* _REQUIRED TASK_:
Could you copy out all of the items below word for word, leaving out the pictures?

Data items
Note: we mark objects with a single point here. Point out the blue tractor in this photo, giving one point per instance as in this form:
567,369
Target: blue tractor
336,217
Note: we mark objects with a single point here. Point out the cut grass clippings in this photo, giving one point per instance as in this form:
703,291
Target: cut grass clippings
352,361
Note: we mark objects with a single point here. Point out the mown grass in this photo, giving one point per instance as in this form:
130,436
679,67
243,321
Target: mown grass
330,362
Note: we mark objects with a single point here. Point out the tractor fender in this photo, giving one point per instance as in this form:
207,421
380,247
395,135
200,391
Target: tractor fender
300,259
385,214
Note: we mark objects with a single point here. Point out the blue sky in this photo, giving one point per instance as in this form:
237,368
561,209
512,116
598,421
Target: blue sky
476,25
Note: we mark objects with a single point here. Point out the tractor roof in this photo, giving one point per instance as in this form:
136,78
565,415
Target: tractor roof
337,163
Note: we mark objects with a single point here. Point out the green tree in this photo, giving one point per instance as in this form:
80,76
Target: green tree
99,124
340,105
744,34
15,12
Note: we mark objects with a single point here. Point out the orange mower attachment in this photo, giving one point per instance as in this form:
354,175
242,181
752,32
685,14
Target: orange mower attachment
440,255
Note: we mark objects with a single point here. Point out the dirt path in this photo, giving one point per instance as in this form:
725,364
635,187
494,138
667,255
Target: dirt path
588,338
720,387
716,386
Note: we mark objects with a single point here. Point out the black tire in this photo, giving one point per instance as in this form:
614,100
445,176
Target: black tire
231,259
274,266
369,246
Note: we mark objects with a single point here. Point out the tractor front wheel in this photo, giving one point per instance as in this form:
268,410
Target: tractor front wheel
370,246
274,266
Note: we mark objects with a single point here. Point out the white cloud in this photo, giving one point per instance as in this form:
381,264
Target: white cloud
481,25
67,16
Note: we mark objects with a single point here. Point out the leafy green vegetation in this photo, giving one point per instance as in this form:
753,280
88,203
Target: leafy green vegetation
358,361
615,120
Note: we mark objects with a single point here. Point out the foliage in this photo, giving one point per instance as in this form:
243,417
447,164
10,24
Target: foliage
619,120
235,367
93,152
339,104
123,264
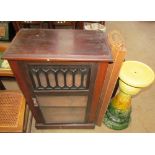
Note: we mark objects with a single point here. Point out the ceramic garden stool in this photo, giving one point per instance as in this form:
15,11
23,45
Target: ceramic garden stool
133,77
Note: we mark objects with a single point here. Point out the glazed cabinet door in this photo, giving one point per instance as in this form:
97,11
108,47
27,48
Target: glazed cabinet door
62,92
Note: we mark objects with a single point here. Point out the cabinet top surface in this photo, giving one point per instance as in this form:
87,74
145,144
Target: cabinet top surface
60,45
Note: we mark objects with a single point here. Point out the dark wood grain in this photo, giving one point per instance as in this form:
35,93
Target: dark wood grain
56,45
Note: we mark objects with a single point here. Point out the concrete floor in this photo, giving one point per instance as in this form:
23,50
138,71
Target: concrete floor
140,43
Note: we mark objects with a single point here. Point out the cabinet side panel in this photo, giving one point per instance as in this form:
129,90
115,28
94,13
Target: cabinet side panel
101,72
22,80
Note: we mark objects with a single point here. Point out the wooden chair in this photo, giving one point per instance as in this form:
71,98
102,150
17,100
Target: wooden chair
14,113
116,43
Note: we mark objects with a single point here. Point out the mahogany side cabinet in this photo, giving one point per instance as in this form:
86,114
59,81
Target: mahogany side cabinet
61,74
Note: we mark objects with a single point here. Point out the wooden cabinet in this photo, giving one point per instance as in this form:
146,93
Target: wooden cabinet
61,74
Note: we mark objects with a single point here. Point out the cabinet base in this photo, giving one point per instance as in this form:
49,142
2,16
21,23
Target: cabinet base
65,126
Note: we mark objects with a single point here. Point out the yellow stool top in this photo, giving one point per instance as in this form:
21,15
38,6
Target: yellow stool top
136,74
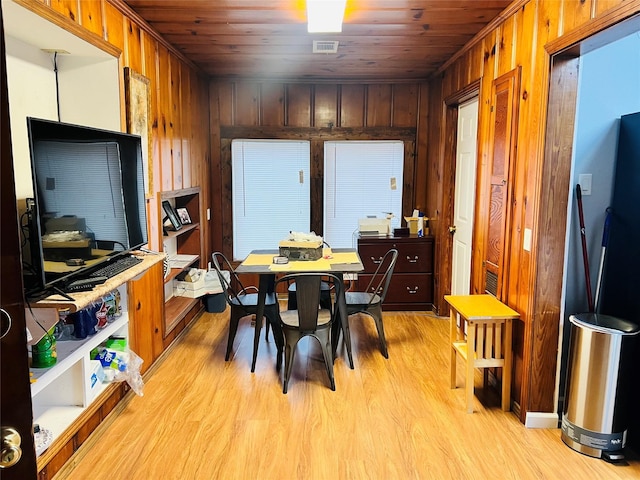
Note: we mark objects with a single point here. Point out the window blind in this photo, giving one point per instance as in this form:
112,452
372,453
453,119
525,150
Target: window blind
270,191
362,178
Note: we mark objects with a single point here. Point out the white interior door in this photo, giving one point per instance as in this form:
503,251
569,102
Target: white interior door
465,194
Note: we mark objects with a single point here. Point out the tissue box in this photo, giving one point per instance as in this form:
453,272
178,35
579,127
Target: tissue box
414,224
300,250
206,283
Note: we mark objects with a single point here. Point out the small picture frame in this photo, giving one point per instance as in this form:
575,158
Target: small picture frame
171,215
183,214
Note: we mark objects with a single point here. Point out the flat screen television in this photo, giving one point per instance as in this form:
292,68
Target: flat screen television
88,206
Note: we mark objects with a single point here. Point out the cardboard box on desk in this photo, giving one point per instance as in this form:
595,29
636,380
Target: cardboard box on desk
300,250
417,225
207,283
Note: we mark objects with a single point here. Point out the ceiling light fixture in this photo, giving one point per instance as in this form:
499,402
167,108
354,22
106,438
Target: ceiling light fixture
325,15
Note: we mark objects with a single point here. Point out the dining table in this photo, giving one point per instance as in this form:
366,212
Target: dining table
338,261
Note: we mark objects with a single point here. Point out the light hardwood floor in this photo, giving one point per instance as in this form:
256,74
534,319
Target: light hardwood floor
203,418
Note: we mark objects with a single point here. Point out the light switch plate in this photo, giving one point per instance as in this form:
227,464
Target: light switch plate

* _FULL RESPONSE_:
Note: we mark objects with a single point here. Point out the blue tractor in this photo, giving one point per instance as in this form:
567,369
Target: blue tractor
336,217
Note: we mark objects with a single point here. Point out the cut grass clippings in this photo, giving one point per instance as in this form:
703,291
Target: cut grass clippings
352,361
Note: we mark objects with a single point here. Point out the mown grass in this photo, giving one point per instance as in this form:
130,436
679,67
243,321
Target: mown grass
330,362
Note: we mark objects with a single point here. Point out the tractor fender in this photo, giving one point per instance as in this form:
207,421
380,247
395,135
200,391
Target: tractor fender
300,259
385,214
Note: we mark objects with a single point here. Point out the blue sky in this photo, giving one point per instance as in this form:
237,368
561,209
512,116
598,421
Target: blue sky
476,25
Note: we mark objects with a single point here. Point out the tractor roof in this photo, giving one point per instance as in this form:
136,78
565,415
Target: tractor roof
337,163
Note: we mark objects with a single point here. Point out the green tree in this photo, giving one point per instance as in this form:
80,76
Target: green tree
99,124
340,105
744,34
15,12
Note: we mark objects with a single point here. Point out the orange mower attachment in this photo, giving one point per instance as in this form:
354,175
242,181
752,32
685,14
Target: orange mower attachment
440,255
Note: we mark objects with a single point here. Point out the dirt path in this photo, giving one point per instance as in this form:
725,364
635,187
494,138
667,255
Target: dirt path
588,338
720,387
716,386
Note: we mark objects with a single point here. Point out the black tire in this photo, giving one point per instance as in this form:
614,100
445,176
Target: black tire
231,259
274,266
369,246
Note: we mark objects with a single point here. Point out the tractor front wheel in this photo, giving one point per instance as in this form:
268,410
Target: tractor front wheel
370,246
274,266
Note: we mark objects with a single point here. Point out the white cloud in this photo, giving one point per instance as in this form:
381,264
Target: white cloud
481,25
67,16
Note: we mark objects with a single point here. Point out the leafy green vegetation in this photo, giving one point per instance as in this form:
753,280
88,203
Target: leafy green vegetation
358,361
615,120
Note: we mark objects with a single point here. Point out the foliage in this photo, giving one point per instance as in this form:
243,417
447,164
10,24
Target: foliage
619,120
235,367
93,152
339,104
123,264
Note: we mark objects with a single point here. Point out the ceramic garden stool in this photo, giving one point per instance as in this form:
15,11
23,45
Target: ceramic garden stool
133,77
Note: we mark objects with a single point here. Point out the glazed cabinet door in this photo, giving one point per instance as in this form:
97,11
108,47
27,48
Target: glazed cabinet door
62,92
Note: we mark objects with a single point here. Point out the cabinet top surface in this photo, giving one point per instance as in this form:
87,74
145,144
Target: cabinet top surface
60,45
Note: we mark objects with a single point here. Point out the dark wood grain in this photo, giving one point per instance as in this form:
35,93
Target: dark wood grain
56,45
Note: we mark objects with a single point here. Point out the concrete floor in this photo, giving one point per instance as in this form:
23,50
138,71
Target: concrete floor
140,43
Note: we mark objects with a single point here. Point out the cabinet side panel in this photo, giving one point per instance as in this form:
129,90
115,28
94,13
Target: cabinet side panel
101,72
22,80
Note: we mark objects with a single point here. Point out the wooden chair in this photo, giving one point per instance as in this form:
71,98
102,150
17,100
Target: wooden chair
14,113
116,43
Note: we mark objects with a single point here. Point out the mahogany side cabinet in this photo, giving one point per instance as in this form:
86,114
59,81
Target: mahogany side cabinet
61,74
Note: we mark objects with a single point here. Point out the wooden cabinet in this photo, giving one point per instance as in this form:
146,93
Target: wooden cabinet
61,74
Note: we mark objects with a single point here. Point out the cabinet base in this photo, giving one point per instance as in this form:
49,142
2,16
21,23
Target: cabinet base
65,126
Note: we mark objects with a single point here. Point out the yellow stool top in this photo, giving one point per instance as in this form:
21,15
38,6
Target: yellow stool top
136,74
Note: we mark objects with a single point here. Point out the window blind in this photo, giving one point per instance as in this form:
112,452
372,453
453,119
525,150
Target: window blind
270,191
362,178
Note: we mark objects with a single point here. Point out the white interior door in this photo, giving one point per instance as in this form:
503,251
569,102
Target: white interior door
465,194
Note: we mark objects with a single point here. Point out the tissue box in this photo, giving one point per instance as in this form:
453,272
178,35
579,127
Target: tissue box
414,224
300,250
206,283
Note: we mark objects with a single point here. Point out the small picture frame in this photo, giving one point per instance as in this form:
575,158
Target: small picture frame
171,215
183,214
Note: we mark objects with a single point here. Point out the flat screen television in this photo, giving one point per instance as in this form:
292,68
Target: flat screen television
88,206
Note: we mark objects with a single point here. Point out the cardboard box on desk in this photo, giving one point per instance as in this form:
595,29
636,380
Target: cardboard box on desk
300,250
417,225
207,283
Note: we mark objects with a single point here. Point out the ceiling light fixture in this photo, giving one point per instance as in this form:
499,402
167,108
354,22
106,438
Target: ceiling light fixture
325,15
Note: we mark objects with a single point here. Point out the dining table in this photo, giving one point per instance as in this form:
366,212
Target: dining table
338,261
Note: we mark objects with a single point here. Point out the light hardwood floor in this photo, giving one point per instance as in this form:
256,74
534,319
Target: light hardwood floor
203,418
Note: we mark objects with a single point here. Point out the light switch plate in this photo, giving one point per instance as in this form:
227,464
Target: light switch plate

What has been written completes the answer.